> [DATA IN THIS EXERCISE]:
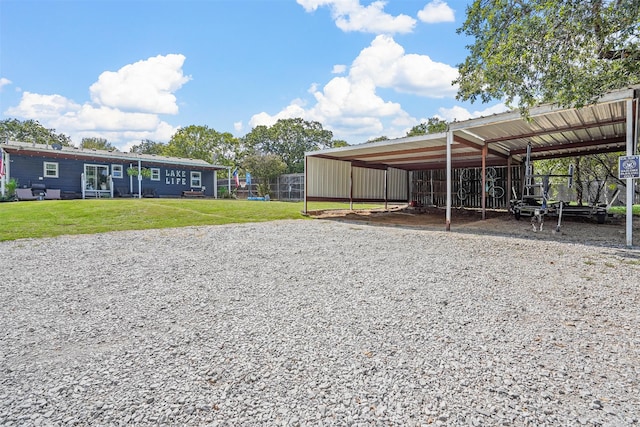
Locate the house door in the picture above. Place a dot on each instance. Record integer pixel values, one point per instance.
(96, 177)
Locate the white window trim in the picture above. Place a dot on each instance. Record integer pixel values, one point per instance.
(117, 171)
(45, 170)
(192, 176)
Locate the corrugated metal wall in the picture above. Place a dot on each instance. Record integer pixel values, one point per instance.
(397, 186)
(330, 179)
(327, 178)
(368, 183)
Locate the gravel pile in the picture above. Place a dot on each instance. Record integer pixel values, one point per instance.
(317, 323)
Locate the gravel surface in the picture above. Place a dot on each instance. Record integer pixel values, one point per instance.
(317, 323)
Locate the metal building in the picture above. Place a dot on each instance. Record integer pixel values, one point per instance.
(382, 171)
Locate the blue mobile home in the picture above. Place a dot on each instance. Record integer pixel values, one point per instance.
(83, 173)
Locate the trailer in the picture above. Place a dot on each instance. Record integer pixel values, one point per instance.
(535, 203)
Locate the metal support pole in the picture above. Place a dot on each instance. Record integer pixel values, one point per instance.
(306, 172)
(351, 186)
(386, 188)
(448, 214)
(139, 179)
(630, 181)
(485, 151)
(215, 184)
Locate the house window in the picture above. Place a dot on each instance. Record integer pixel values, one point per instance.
(196, 179)
(96, 177)
(116, 171)
(50, 169)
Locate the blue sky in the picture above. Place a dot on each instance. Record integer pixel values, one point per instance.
(133, 70)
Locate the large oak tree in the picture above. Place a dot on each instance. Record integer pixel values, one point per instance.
(567, 52)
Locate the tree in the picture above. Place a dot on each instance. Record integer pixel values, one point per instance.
(433, 125)
(339, 143)
(379, 138)
(31, 131)
(97, 144)
(147, 146)
(289, 139)
(565, 52)
(264, 167)
(592, 174)
(201, 142)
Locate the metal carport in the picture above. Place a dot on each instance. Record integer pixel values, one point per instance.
(379, 172)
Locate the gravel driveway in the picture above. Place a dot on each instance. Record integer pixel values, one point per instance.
(317, 323)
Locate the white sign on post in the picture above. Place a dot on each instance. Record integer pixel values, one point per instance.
(628, 167)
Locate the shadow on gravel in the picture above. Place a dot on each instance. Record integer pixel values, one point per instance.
(574, 230)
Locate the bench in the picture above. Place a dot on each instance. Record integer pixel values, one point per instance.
(52, 194)
(25, 194)
(193, 193)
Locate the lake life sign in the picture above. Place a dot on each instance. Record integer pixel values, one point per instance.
(175, 177)
(628, 167)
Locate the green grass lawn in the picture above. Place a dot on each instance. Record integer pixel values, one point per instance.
(57, 217)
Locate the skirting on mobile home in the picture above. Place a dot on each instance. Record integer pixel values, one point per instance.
(89, 173)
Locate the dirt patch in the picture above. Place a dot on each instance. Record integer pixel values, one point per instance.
(502, 223)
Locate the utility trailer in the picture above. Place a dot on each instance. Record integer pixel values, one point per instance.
(535, 203)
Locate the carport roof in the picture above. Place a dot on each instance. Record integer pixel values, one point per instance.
(552, 131)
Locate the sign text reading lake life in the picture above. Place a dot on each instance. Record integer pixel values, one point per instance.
(175, 177)
(628, 167)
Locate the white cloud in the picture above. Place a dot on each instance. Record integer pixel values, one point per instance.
(339, 69)
(350, 15)
(146, 86)
(125, 104)
(350, 105)
(386, 63)
(4, 82)
(42, 107)
(458, 113)
(435, 12)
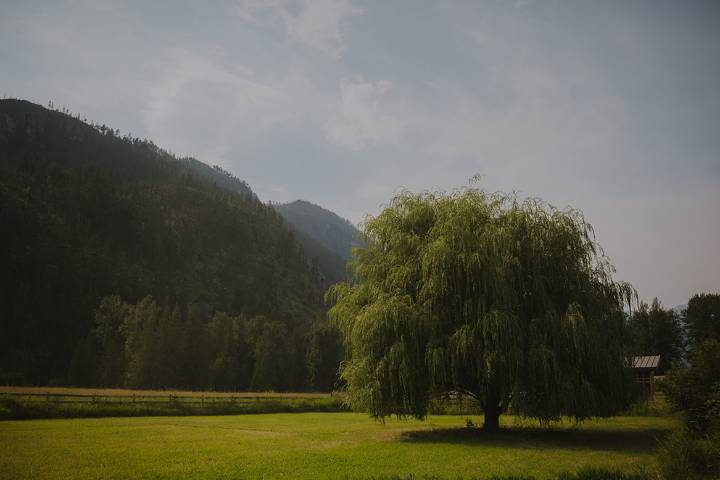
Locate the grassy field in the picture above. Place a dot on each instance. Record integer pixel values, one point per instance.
(315, 445)
(21, 403)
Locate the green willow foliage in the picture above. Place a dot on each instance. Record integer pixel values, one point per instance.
(507, 301)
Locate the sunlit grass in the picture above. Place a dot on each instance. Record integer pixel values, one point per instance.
(316, 445)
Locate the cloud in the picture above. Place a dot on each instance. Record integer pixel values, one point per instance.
(193, 93)
(364, 116)
(314, 23)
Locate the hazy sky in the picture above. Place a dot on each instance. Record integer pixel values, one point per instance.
(611, 107)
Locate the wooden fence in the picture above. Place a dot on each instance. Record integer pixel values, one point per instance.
(155, 399)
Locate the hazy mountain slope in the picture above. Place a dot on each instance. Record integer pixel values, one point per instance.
(327, 228)
(85, 214)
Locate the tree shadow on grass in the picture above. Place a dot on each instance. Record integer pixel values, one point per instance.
(629, 441)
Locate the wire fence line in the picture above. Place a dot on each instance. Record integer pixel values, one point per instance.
(154, 399)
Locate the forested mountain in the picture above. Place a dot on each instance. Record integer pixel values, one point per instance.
(121, 262)
(325, 227)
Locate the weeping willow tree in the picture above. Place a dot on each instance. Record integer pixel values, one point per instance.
(504, 300)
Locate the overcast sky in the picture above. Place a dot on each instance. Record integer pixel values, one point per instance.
(610, 107)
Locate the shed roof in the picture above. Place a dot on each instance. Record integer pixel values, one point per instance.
(648, 361)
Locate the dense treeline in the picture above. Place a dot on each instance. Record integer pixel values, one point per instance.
(146, 345)
(87, 214)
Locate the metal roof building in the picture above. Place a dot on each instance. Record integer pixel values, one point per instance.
(649, 362)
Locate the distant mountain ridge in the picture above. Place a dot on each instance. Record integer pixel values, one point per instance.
(86, 214)
(329, 229)
(325, 236)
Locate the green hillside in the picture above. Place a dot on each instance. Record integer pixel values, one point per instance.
(325, 227)
(86, 214)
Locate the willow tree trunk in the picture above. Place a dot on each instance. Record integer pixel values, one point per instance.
(492, 408)
(492, 418)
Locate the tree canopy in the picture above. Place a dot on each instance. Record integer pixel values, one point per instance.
(508, 301)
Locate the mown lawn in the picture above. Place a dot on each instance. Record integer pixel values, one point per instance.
(315, 445)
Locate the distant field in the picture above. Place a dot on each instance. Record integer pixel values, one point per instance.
(19, 403)
(315, 445)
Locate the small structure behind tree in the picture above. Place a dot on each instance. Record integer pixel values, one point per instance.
(643, 371)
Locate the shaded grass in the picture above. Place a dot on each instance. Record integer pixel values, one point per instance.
(24, 409)
(317, 445)
(539, 438)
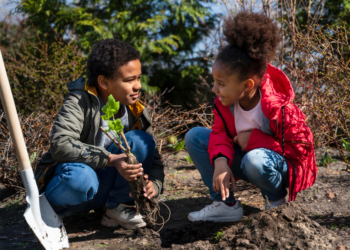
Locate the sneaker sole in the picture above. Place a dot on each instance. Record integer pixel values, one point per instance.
(114, 223)
(221, 219)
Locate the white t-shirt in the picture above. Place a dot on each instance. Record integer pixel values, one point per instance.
(248, 120)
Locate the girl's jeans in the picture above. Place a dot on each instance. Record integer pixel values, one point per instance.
(76, 187)
(261, 167)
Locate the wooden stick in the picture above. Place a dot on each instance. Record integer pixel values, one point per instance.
(174, 180)
(125, 141)
(119, 145)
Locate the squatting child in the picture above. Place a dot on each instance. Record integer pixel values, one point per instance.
(83, 169)
(258, 135)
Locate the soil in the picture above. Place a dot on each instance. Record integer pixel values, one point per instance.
(318, 219)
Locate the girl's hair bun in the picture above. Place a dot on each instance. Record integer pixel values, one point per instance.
(254, 33)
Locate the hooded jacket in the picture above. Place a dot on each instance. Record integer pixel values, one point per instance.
(73, 135)
(284, 131)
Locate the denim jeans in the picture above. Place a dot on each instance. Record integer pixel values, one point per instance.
(76, 187)
(261, 167)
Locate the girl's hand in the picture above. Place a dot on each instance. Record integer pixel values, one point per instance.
(148, 190)
(222, 178)
(242, 139)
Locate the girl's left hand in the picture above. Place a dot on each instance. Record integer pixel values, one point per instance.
(242, 139)
(148, 190)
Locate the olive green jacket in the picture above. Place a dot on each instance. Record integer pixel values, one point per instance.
(73, 135)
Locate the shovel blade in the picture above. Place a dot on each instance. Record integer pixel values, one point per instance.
(47, 226)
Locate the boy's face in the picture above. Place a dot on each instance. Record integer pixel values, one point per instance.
(125, 87)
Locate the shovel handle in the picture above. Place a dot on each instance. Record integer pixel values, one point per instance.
(12, 119)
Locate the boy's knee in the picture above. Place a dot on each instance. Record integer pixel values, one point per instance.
(194, 135)
(80, 180)
(139, 136)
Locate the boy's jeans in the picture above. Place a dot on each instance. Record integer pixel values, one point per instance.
(76, 187)
(261, 167)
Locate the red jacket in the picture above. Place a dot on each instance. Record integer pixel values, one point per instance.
(277, 96)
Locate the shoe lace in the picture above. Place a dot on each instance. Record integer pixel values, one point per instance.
(128, 210)
(211, 206)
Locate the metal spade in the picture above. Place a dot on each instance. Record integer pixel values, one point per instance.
(44, 222)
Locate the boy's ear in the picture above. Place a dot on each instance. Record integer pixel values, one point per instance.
(102, 82)
(249, 84)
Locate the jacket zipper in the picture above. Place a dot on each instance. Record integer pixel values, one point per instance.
(226, 128)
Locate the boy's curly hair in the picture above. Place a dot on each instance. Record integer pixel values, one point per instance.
(253, 39)
(107, 56)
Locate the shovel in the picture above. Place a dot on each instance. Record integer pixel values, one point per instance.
(42, 219)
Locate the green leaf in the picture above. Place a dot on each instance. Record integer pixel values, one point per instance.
(110, 109)
(115, 125)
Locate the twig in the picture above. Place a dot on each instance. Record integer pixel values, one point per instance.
(125, 141)
(119, 145)
(174, 180)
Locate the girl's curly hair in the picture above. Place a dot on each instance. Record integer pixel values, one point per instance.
(107, 56)
(253, 39)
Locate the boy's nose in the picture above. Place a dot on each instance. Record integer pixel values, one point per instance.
(137, 85)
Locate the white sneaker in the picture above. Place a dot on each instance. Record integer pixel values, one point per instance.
(124, 216)
(218, 212)
(273, 204)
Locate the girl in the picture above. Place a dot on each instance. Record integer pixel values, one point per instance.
(258, 135)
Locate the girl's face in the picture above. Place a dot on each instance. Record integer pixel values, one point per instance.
(227, 87)
(125, 87)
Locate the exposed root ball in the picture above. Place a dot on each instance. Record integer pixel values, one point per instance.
(147, 207)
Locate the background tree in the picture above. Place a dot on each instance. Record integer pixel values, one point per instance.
(165, 32)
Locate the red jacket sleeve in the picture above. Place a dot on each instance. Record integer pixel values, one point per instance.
(298, 138)
(219, 142)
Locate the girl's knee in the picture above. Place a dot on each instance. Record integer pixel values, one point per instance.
(252, 163)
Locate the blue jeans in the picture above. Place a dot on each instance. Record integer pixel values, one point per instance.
(76, 187)
(261, 167)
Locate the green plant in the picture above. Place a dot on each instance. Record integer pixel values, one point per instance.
(188, 159)
(178, 145)
(346, 145)
(327, 159)
(218, 235)
(143, 204)
(32, 157)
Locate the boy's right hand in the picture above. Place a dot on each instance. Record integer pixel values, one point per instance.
(128, 171)
(222, 178)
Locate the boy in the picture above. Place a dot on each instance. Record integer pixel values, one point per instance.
(83, 169)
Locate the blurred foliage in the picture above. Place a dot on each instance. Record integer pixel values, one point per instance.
(165, 32)
(333, 12)
(38, 72)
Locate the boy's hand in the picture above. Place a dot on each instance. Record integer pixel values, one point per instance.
(222, 178)
(128, 171)
(242, 139)
(148, 189)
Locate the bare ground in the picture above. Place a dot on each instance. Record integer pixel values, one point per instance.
(319, 219)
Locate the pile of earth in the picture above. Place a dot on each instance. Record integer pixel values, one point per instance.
(285, 227)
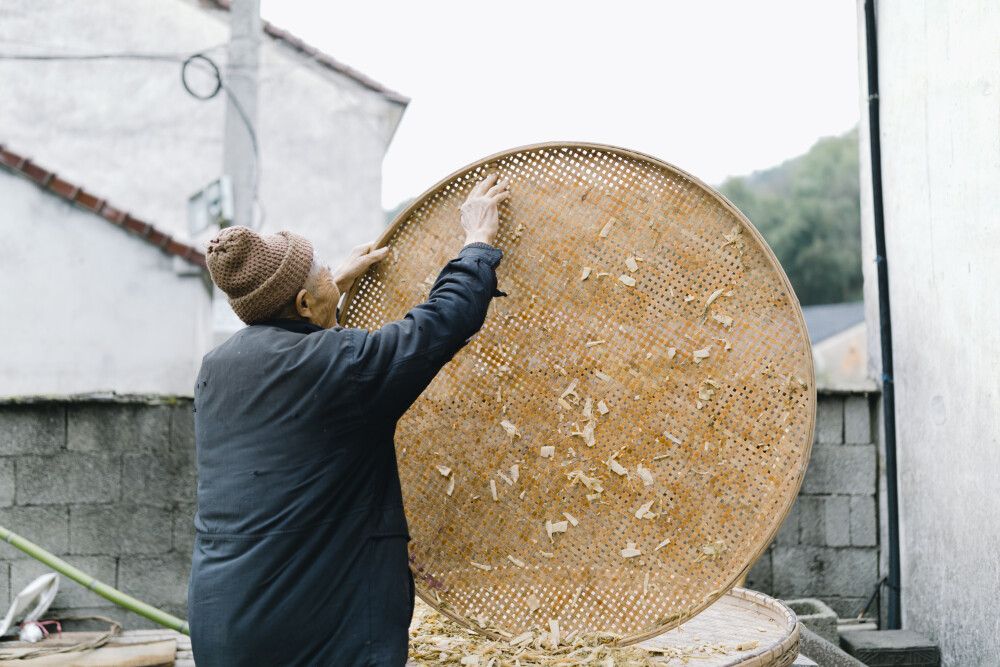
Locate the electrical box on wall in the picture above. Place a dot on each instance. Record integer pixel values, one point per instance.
(212, 206)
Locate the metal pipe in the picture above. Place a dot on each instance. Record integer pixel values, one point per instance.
(893, 612)
(84, 579)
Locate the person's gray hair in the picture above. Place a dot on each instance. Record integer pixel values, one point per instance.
(317, 267)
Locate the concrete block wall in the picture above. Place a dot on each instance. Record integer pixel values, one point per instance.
(108, 485)
(828, 546)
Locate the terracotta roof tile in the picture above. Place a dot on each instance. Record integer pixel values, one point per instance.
(74, 194)
(323, 58)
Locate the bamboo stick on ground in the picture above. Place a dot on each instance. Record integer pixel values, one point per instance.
(102, 589)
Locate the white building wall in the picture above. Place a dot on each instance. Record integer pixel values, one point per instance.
(939, 71)
(127, 130)
(88, 307)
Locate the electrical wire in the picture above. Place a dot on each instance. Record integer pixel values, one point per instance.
(200, 58)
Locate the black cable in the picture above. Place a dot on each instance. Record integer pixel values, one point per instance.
(199, 58)
(894, 602)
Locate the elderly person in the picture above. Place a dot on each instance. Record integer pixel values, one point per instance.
(301, 556)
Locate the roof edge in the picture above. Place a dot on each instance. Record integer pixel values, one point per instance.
(76, 195)
(322, 58)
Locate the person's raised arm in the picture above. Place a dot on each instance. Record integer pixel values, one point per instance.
(395, 364)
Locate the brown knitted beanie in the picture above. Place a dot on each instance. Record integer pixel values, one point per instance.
(259, 274)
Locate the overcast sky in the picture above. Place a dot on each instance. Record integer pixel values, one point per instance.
(715, 87)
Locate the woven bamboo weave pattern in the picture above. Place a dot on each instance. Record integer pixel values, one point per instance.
(651, 340)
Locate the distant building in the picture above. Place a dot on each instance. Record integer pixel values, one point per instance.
(839, 342)
(88, 308)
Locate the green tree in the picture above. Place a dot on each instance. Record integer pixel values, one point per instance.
(809, 211)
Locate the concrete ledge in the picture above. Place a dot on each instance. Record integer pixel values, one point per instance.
(889, 648)
(816, 616)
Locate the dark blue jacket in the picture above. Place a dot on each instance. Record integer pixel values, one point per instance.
(300, 556)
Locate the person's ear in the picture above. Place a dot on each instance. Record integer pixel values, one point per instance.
(303, 304)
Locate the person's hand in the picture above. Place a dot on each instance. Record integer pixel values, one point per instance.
(480, 218)
(358, 261)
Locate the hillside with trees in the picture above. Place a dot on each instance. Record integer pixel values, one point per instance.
(808, 209)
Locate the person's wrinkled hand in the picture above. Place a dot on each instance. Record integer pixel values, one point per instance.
(480, 218)
(358, 261)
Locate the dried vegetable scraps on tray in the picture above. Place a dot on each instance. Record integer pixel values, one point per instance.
(436, 640)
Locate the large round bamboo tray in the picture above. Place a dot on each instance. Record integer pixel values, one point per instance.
(681, 408)
(743, 627)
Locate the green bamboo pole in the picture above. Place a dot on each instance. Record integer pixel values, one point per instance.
(105, 591)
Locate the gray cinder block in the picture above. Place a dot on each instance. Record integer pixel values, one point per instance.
(182, 426)
(158, 580)
(851, 572)
(864, 525)
(847, 470)
(116, 427)
(48, 527)
(812, 520)
(119, 529)
(160, 479)
(6, 482)
(837, 521)
(68, 478)
(183, 529)
(797, 571)
(32, 429)
(816, 616)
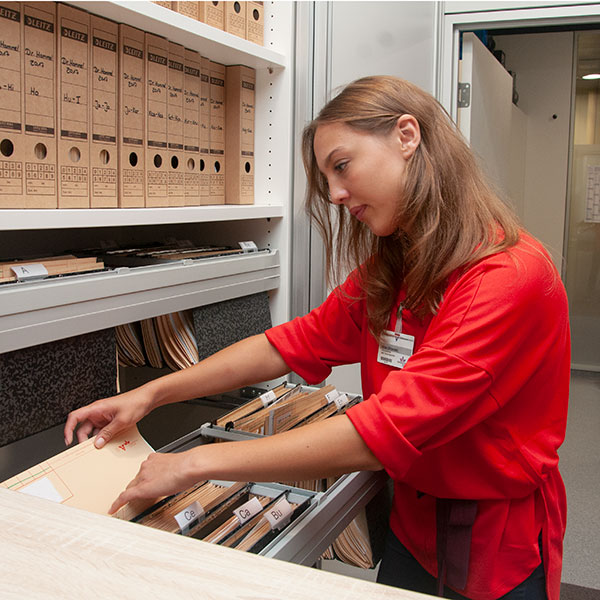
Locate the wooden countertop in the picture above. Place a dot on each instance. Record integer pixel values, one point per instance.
(50, 551)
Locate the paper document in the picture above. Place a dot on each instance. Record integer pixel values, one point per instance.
(83, 476)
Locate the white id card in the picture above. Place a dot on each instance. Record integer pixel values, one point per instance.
(395, 349)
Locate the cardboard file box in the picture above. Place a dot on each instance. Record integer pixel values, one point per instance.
(235, 18)
(39, 101)
(217, 133)
(187, 8)
(157, 165)
(175, 185)
(191, 130)
(255, 22)
(240, 107)
(103, 87)
(12, 192)
(132, 110)
(204, 167)
(214, 14)
(73, 107)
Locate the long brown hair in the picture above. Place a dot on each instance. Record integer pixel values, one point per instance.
(448, 216)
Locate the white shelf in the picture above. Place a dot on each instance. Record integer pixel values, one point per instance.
(11, 220)
(209, 41)
(39, 312)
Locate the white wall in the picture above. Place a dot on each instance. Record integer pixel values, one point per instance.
(380, 38)
(543, 64)
(383, 38)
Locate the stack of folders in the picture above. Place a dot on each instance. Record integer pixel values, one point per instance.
(52, 265)
(239, 515)
(166, 339)
(130, 349)
(138, 257)
(284, 408)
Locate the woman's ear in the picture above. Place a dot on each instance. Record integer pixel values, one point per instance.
(409, 135)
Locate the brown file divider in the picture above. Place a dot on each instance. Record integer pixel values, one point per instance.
(132, 110)
(73, 107)
(217, 133)
(103, 110)
(157, 164)
(175, 117)
(240, 106)
(191, 133)
(205, 130)
(40, 104)
(12, 193)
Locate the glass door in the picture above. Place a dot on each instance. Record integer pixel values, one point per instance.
(583, 236)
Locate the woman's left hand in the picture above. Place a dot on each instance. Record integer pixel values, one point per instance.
(159, 475)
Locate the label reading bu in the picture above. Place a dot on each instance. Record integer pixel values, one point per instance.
(279, 514)
(331, 396)
(341, 401)
(32, 271)
(395, 349)
(248, 510)
(194, 512)
(248, 246)
(268, 397)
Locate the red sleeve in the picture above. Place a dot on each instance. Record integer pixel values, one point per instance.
(326, 337)
(500, 327)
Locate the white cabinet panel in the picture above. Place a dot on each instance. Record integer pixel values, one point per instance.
(383, 38)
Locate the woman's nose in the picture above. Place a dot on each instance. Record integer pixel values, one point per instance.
(337, 194)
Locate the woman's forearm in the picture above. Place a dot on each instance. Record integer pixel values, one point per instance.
(244, 363)
(324, 449)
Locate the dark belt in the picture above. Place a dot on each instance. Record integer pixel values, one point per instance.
(454, 521)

> [WHAT IS BEING ASKED]: Reproduce the data from the line containing "Locate the glass" through the end of the data, substituting "person's" for every occurrence of "woman's" and leaving all else unchanged.

> [EXERCISE OUTPUT]:
Locate the glass door in the picture above. Place a dot on each instance. Record integer pixel values, one point per instance.
(583, 236)
Locate the person's left hand in the picture above. Place a dot on each instance. Record integer pixel values, one point per instance.
(159, 475)
Locate the label reading bu in the picture above. Place a dot on each instance. Record integer pixel values, one point per instance.
(279, 514)
(331, 396)
(341, 401)
(32, 271)
(395, 349)
(248, 510)
(194, 512)
(248, 246)
(268, 397)
Locate the red sleeve in the picture above. Place a dot on each instance. Record integer pixel values, one point per instance.
(326, 337)
(500, 327)
Locate the white cabinet panel in the picture above. Place a dot on each instance. Record integer pixel values, one point per instance.
(383, 38)
Locate the person's nose in the picture above. Place a dot on each instance. Record integer pixel values, one point per instance.
(337, 194)
Locate the person's forearm in the picture above. Place a dot on each instance. Record integer pixel values, one point per instance.
(244, 363)
(324, 449)
Locate the dark belt in the picture above. Place a dot on each instance. Record integer pixel values, one point per instance.
(454, 521)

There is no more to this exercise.